In the data below, find every line with the word "block" and copy it out.

*** Opening of Supplied material ***

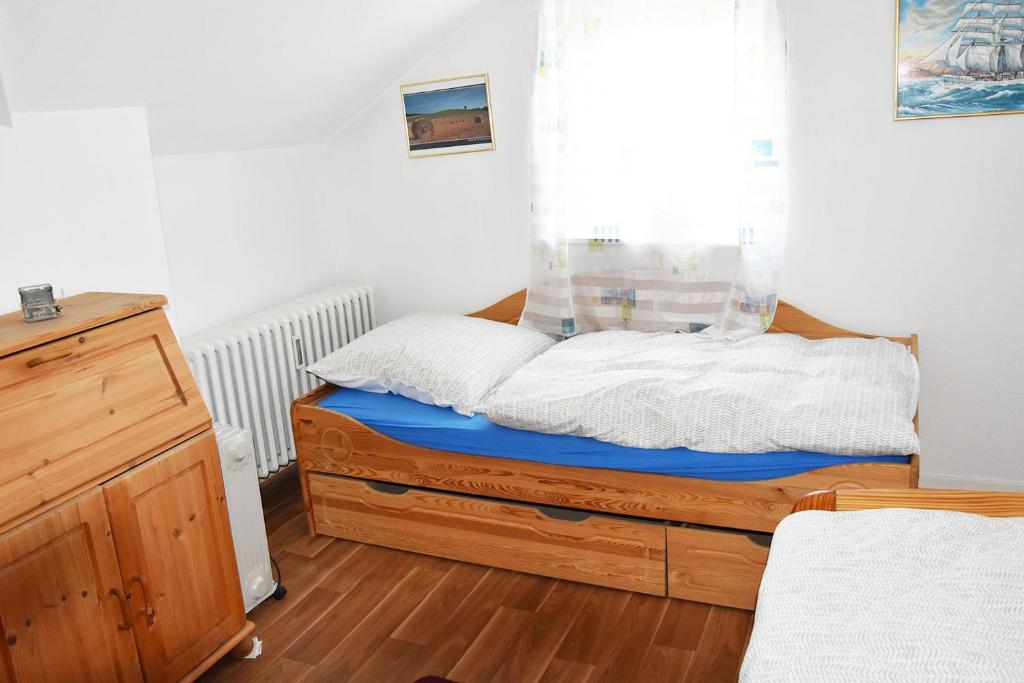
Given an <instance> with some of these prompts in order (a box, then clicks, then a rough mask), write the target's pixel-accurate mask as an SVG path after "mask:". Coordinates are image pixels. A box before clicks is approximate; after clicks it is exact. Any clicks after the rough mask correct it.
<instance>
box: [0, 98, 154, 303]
mask: <svg viewBox="0 0 1024 683" xmlns="http://www.w3.org/2000/svg"><path fill="white" fill-rule="evenodd" d="M43 282H49V283H52V285H53V288H54V293H55V294H57V295H59V292H60V290H61V289H62V290H63V291H65V293H66V294H68V295H72V294H77V293H79V292H83V291H87V290H98V291H122V292H144V293H160V294H168V295H169V294H170V281H169V279H168V274H167V262H166V259H165V257H164V244H163V234H162V232H161V228H160V212H159V208H158V205H157V188H156V184H155V182H154V178H153V161H152V157H151V153H150V135H148V131H147V130H146V121H145V112H144V111H143V110H142V109H141V108H124V109H115V110H93V111H83V112H60V113H47V114H15V115H14V128H13V129H8V128H0V311H9V310H14V309H16V308H17V307H18V305H19V299H18V296H17V288H18V287H19V286H24V285H36V284H39V283H43Z"/></svg>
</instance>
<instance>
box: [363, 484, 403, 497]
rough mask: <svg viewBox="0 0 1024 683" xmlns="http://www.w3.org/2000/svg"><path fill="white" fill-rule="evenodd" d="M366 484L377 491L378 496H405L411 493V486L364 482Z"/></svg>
mask: <svg viewBox="0 0 1024 683" xmlns="http://www.w3.org/2000/svg"><path fill="white" fill-rule="evenodd" d="M364 483H365V484H367V485H368V486H370V487H371V488H373V489H374V490H376V492H377V493H378V494H387V495H388V496H404V495H406V494H408V493H409V486H400V485H398V484H396V483H386V482H384V481H364Z"/></svg>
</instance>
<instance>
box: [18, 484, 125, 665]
mask: <svg viewBox="0 0 1024 683" xmlns="http://www.w3.org/2000/svg"><path fill="white" fill-rule="evenodd" d="M122 588H123V587H122V583H121V574H120V572H119V570H118V561H117V556H116V555H115V550H114V542H113V541H112V539H111V528H110V524H109V522H108V517H106V508H105V506H104V505H103V496H102V493H101V492H100V490H99V488H94V489H92V490H91V492H89V493H86V494H83V495H82V496H79V497H78V498H76V499H73V500H72V501H70V502H68V503H66V504H63V505H62V506H60V507H58V508H55V509H53V510H51V511H50V512H47V513H46V514H44V515H42V516H40V517H38V518H37V519H34V520H33V521H30V522H28V523H26V524H23V525H22V526H19V527H17V528H16V529H14V530H12V531H8V532H7V533H5V535H3V536H2V537H0V629H2V636H0V637H2V641H0V681H4V682H5V683H6V682H11V683H13V682H14V681H17V682H19V683H22V682H27V681H61V682H62V681H96V682H102V681H140V680H141V672H140V671H139V666H138V659H137V658H136V655H135V643H134V641H133V640H132V635H131V630H130V629H131V625H130V621H131V620H130V612H129V610H128V607H129V605H128V601H127V599H126V598H125V594H124V592H123V590H122ZM126 621H127V623H126Z"/></svg>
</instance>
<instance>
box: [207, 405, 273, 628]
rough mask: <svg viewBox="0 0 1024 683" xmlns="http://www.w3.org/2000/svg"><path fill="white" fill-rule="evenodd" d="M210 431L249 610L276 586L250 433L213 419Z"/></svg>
mask: <svg viewBox="0 0 1024 683" xmlns="http://www.w3.org/2000/svg"><path fill="white" fill-rule="evenodd" d="M213 431H214V434H216V436H217V450H218V451H220V471H221V473H222V474H223V475H224V496H225V497H226V498H227V516H228V518H229V519H230V521H231V540H232V541H233V542H234V559H236V561H237V562H238V564H239V579H240V580H241V582H242V597H243V599H244V600H245V603H246V611H247V612H248V611H250V610H251V609H252V608H253V607H255V606H256V605H258V604H259V603H261V602H263V600H265V599H266V598H268V597H269V596H270V595H272V594H273V591H274V589H275V588H276V584H275V583H274V581H273V574H272V573H271V572H270V550H269V548H268V547H267V542H266V525H265V524H264V523H263V504H262V501H261V500H260V494H259V478H258V477H257V476H256V454H255V452H254V451H253V435H252V433H251V432H250V431H249V430H248V429H240V428H238V427H230V426H228V425H222V424H219V423H214V425H213Z"/></svg>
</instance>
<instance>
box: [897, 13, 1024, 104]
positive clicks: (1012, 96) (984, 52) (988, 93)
mask: <svg viewBox="0 0 1024 683" xmlns="http://www.w3.org/2000/svg"><path fill="white" fill-rule="evenodd" d="M1022 113H1024V0H1000V1H999V2H979V1H976V0H896V106H895V117H896V119H897V120H905V119H935V118H947V117H961V116H987V115H993V114H1022Z"/></svg>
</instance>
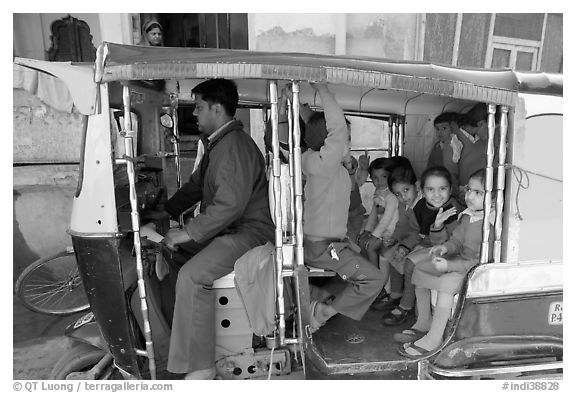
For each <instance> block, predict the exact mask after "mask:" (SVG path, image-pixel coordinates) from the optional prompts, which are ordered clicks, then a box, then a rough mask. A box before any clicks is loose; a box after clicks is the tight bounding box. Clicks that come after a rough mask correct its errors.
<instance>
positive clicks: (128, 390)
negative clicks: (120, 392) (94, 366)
mask: <svg viewBox="0 0 576 393" xmlns="http://www.w3.org/2000/svg"><path fill="white" fill-rule="evenodd" d="M13 387H14V391H16V392H20V391H25V392H37V391H44V392H68V393H72V392H76V393H78V392H112V393H114V392H131V391H171V390H172V389H173V386H172V384H171V383H151V382H144V381H138V382H131V381H122V382H96V381H76V382H57V381H33V382H14V385H13Z"/></svg>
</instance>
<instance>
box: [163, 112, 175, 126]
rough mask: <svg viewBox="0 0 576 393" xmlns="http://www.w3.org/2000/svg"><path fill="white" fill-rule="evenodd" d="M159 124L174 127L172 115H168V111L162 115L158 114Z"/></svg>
mask: <svg viewBox="0 0 576 393" xmlns="http://www.w3.org/2000/svg"><path fill="white" fill-rule="evenodd" d="M160 124H162V125H163V126H164V127H166V128H172V127H174V120H172V116H170V115H169V114H168V113H164V114H163V115H162V116H160Z"/></svg>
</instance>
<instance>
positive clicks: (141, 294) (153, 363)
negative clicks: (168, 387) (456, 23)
mask: <svg viewBox="0 0 576 393" xmlns="http://www.w3.org/2000/svg"><path fill="white" fill-rule="evenodd" d="M122 100H123V104H124V129H125V136H124V148H125V150H126V171H127V172H128V183H129V186H130V207H131V213H130V217H131V219H132V231H133V233H134V252H135V253H136V273H137V276H138V294H139V296H140V311H141V313H142V320H143V323H144V339H145V341H146V356H147V357H148V360H149V362H148V363H149V369H150V377H151V379H156V362H155V361H154V346H153V344H152V330H151V328H150V320H149V319H148V304H147V301H146V286H145V283H144V268H143V265H142V250H141V243H140V217H139V214H138V200H137V199H138V198H137V195H136V174H135V170H134V159H135V157H136V152H135V151H134V137H135V136H136V132H135V131H133V130H132V117H131V116H130V115H131V114H130V88H129V87H128V86H124V87H123V91H122Z"/></svg>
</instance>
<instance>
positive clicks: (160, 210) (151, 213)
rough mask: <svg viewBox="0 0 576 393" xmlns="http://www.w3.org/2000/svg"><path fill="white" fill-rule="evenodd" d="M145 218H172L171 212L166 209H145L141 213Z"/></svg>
mask: <svg viewBox="0 0 576 393" xmlns="http://www.w3.org/2000/svg"><path fill="white" fill-rule="evenodd" d="M140 217H141V218H142V219H143V220H157V221H159V220H166V219H169V218H170V213H168V212H167V211H166V210H151V209H149V210H144V211H142V213H141V214H140Z"/></svg>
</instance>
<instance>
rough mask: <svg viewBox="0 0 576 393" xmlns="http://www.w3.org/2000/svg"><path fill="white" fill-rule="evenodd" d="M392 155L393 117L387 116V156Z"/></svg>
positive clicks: (393, 139) (392, 154)
mask: <svg viewBox="0 0 576 393" xmlns="http://www.w3.org/2000/svg"><path fill="white" fill-rule="evenodd" d="M393 155H394V118H393V117H390V118H388V157H392V156H393Z"/></svg>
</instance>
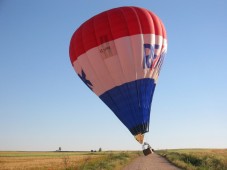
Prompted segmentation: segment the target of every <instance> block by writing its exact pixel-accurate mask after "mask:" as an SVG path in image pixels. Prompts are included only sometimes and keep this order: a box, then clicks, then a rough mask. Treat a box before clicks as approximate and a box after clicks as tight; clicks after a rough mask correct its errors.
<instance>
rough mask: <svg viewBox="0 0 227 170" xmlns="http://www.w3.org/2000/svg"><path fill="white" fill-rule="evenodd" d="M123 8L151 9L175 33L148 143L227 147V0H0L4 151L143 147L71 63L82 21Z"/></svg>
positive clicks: (0, 112) (156, 88) (176, 147)
mask: <svg viewBox="0 0 227 170" xmlns="http://www.w3.org/2000/svg"><path fill="white" fill-rule="evenodd" d="M119 6H139V7H144V8H147V9H149V10H151V11H153V12H154V13H156V14H157V15H158V16H159V17H160V18H161V20H162V21H163V23H164V24H165V27H166V30H167V35H168V53H167V56H166V58H165V63H164V64H163V68H162V72H161V74H160V77H159V81H158V85H157V87H156V90H155V94H154V98H153V103H152V109H151V120H150V132H149V133H148V134H146V141H148V142H149V143H150V144H151V145H152V146H153V147H154V148H155V149H158V148H227V66H226V63H227V57H226V45H227V43H226V40H225V39H226V38H227V10H226V9H227V1H226V0H209V1H207V0H199V1H182V0H172V1H166V0H159V1H154V0H140V1H138V0H124V1H122V0H114V1H104V0H103V1H101V0H100V1H98V0H93V1H88V0H83V1H75V0H67V1H63V0H48V1H46V0H36V1H35V0H34V1H30V0H20V1H17V0H9V1H7V0H0V150H38V151H45V150H56V149H58V147H62V150H91V149H98V148H99V147H102V149H103V150H119V149H121V150H131V149H141V145H140V144H139V143H138V142H136V141H135V140H134V137H133V136H132V135H131V133H130V132H129V131H128V130H127V129H126V127H125V126H124V125H123V124H121V122H120V121H119V120H118V119H117V118H116V116H115V115H114V114H113V113H112V112H111V110H110V109H109V108H108V107H107V106H106V105H105V104H104V103H102V101H101V100H100V99H99V98H98V97H97V96H96V95H95V94H94V93H93V92H92V91H90V90H89V89H88V88H87V87H86V86H85V85H84V84H83V82H82V81H81V80H80V79H79V77H78V76H77V75H76V74H75V72H74V70H73V68H72V66H71V63H70V60H69V52H68V49H69V42H70V39H71V36H72V34H73V32H74V31H75V30H76V29H77V28H78V27H79V26H80V24H82V23H83V22H84V21H86V20H87V19H89V18H90V17H92V16H93V15H96V14H98V13H100V12H102V11H105V10H108V9H110V8H114V7H119Z"/></svg>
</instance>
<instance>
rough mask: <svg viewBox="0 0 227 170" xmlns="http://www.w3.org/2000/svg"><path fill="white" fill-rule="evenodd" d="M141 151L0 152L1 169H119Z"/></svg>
mask: <svg viewBox="0 0 227 170" xmlns="http://www.w3.org/2000/svg"><path fill="white" fill-rule="evenodd" d="M140 154H141V152H93V153H91V152H0V170H6V169H12V170H13V169H17V170H23V169H26V170H35V169H39V170H47V169H48V170H93V169H94V170H99V169H100V170H101V169H103V170H119V169H122V167H124V166H125V165H126V164H127V163H129V162H130V161H131V160H133V159H134V158H135V157H137V156H139V155H140Z"/></svg>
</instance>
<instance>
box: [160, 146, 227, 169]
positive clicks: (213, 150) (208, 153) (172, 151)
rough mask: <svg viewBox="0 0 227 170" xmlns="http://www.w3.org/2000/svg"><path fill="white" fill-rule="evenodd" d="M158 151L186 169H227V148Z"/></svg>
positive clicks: (176, 165)
mask: <svg viewBox="0 0 227 170" xmlns="http://www.w3.org/2000/svg"><path fill="white" fill-rule="evenodd" d="M157 153H158V154H160V155H161V156H163V157H165V158H166V159H168V160H169V161H170V162H171V163H173V164H174V165H176V166H178V167H180V168H182V169H186V170H227V149H172V150H160V151H158V152H157Z"/></svg>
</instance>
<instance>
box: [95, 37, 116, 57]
mask: <svg viewBox="0 0 227 170" xmlns="http://www.w3.org/2000/svg"><path fill="white" fill-rule="evenodd" d="M100 43H101V45H100V46H99V52H100V54H101V56H102V58H103V59H106V58H109V57H112V56H114V55H116V54H117V50H116V47H115V44H114V42H113V41H109V38H108V36H107V35H105V36H101V37H100Z"/></svg>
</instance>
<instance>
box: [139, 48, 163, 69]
mask: <svg viewBox="0 0 227 170" xmlns="http://www.w3.org/2000/svg"><path fill="white" fill-rule="evenodd" d="M143 47H144V56H143V68H144V69H146V68H152V64H153V62H154V60H155V59H156V58H157V54H156V52H157V49H159V45H157V44H155V45H154V46H153V45H151V44H144V45H143Z"/></svg>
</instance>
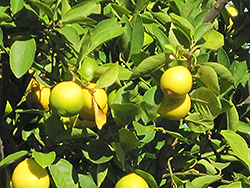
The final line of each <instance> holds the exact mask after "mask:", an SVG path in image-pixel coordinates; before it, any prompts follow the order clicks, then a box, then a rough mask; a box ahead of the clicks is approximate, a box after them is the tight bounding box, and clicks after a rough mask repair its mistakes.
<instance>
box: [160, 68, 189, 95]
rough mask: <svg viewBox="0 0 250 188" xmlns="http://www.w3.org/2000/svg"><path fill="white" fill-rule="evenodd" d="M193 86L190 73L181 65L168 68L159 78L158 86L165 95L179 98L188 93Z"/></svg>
mask: <svg viewBox="0 0 250 188" xmlns="http://www.w3.org/2000/svg"><path fill="white" fill-rule="evenodd" d="M192 85H193V78H192V74H191V73H190V71H189V70H188V69H187V68H186V67H185V66H182V65H176V66H174V67H171V68H168V69H167V70H166V71H165V72H164V73H163V74H162V76H161V80H160V86H161V89H162V91H163V93H164V94H165V95H169V96H170V97H180V96H182V95H185V94H186V93H188V92H189V91H190V90H191V88H192Z"/></svg>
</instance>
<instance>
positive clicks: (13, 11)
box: [10, 0, 24, 14]
mask: <svg viewBox="0 0 250 188" xmlns="http://www.w3.org/2000/svg"><path fill="white" fill-rule="evenodd" d="M23 5H24V2H23V0H10V7H11V11H12V13H13V14H16V13H17V12H18V11H19V10H21V9H22V8H23Z"/></svg>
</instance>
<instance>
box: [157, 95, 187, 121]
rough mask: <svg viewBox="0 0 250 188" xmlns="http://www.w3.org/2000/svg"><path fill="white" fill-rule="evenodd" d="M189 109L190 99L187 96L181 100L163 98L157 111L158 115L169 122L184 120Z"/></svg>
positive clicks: (176, 98)
mask: <svg viewBox="0 0 250 188" xmlns="http://www.w3.org/2000/svg"><path fill="white" fill-rule="evenodd" d="M190 108H191V99H190V96H189V95H188V94H186V95H185V96H184V97H181V98H171V97H168V96H167V95H165V96H164V98H163V101H162V102H161V105H160V107H159V109H158V113H159V114H160V115H161V116H162V117H165V118H168V119H171V120H180V119H182V118H184V117H185V116H186V115H187V113H188V112H189V111H190Z"/></svg>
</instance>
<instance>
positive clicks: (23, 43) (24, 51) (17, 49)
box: [10, 38, 36, 78]
mask: <svg viewBox="0 0 250 188" xmlns="http://www.w3.org/2000/svg"><path fill="white" fill-rule="evenodd" d="M35 52H36V42H35V40H34V39H33V38H32V39H28V40H18V41H15V42H14V43H13V45H12V46H11V49H10V68H11V70H12V71H13V73H14V75H15V76H16V77H17V78H20V77H21V76H23V75H24V74H25V73H26V72H27V71H28V70H29V68H30V67H31V65H32V63H33V61H34V57H35Z"/></svg>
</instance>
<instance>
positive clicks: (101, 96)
mask: <svg viewBox="0 0 250 188" xmlns="http://www.w3.org/2000/svg"><path fill="white" fill-rule="evenodd" d="M95 86H96V84H95V83H90V84H89V85H88V88H91V89H92V90H93V96H94V98H95V101H96V103H97V104H98V105H99V107H100V108H101V109H104V108H105V107H106V106H107V103H108V95H107V93H106V91H105V90H104V89H101V88H95ZM83 96H84V105H83V108H82V109H81V113H82V114H84V113H87V114H92V115H94V106H93V100H92V95H91V93H90V91H89V90H88V89H86V88H83ZM80 116H81V114H80ZM82 116H84V115H82ZM82 116H81V117H82Z"/></svg>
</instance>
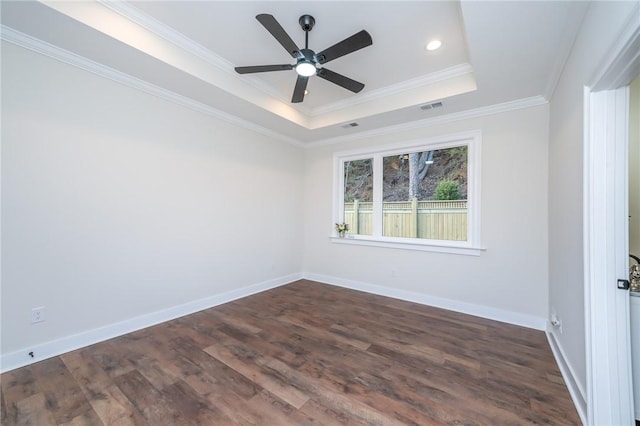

*** Close of Supplied material ***

__Task output__
For each <instance> block, predict the exact mask after "mask:" (SVG path, image-pixel coordinates) from the optional prompts, which are ordered clicks, then a box, then a rough mask. A box before any clicks is loose; a box after clicks is the tight bounding box. Clicks that come after a rough mask correct its errors.
Prompted segmentation: segment the target of every <instance> block by writing its exact pixel-accurate mask after "mask:" as an SVG path in image pixels. Prompts are included only sometimes and keep this order: a box, then clicks, then a rough mask. Treat a box before clicks as approximate and a box after clicks as tight; clicks after a rough mask correct its errors.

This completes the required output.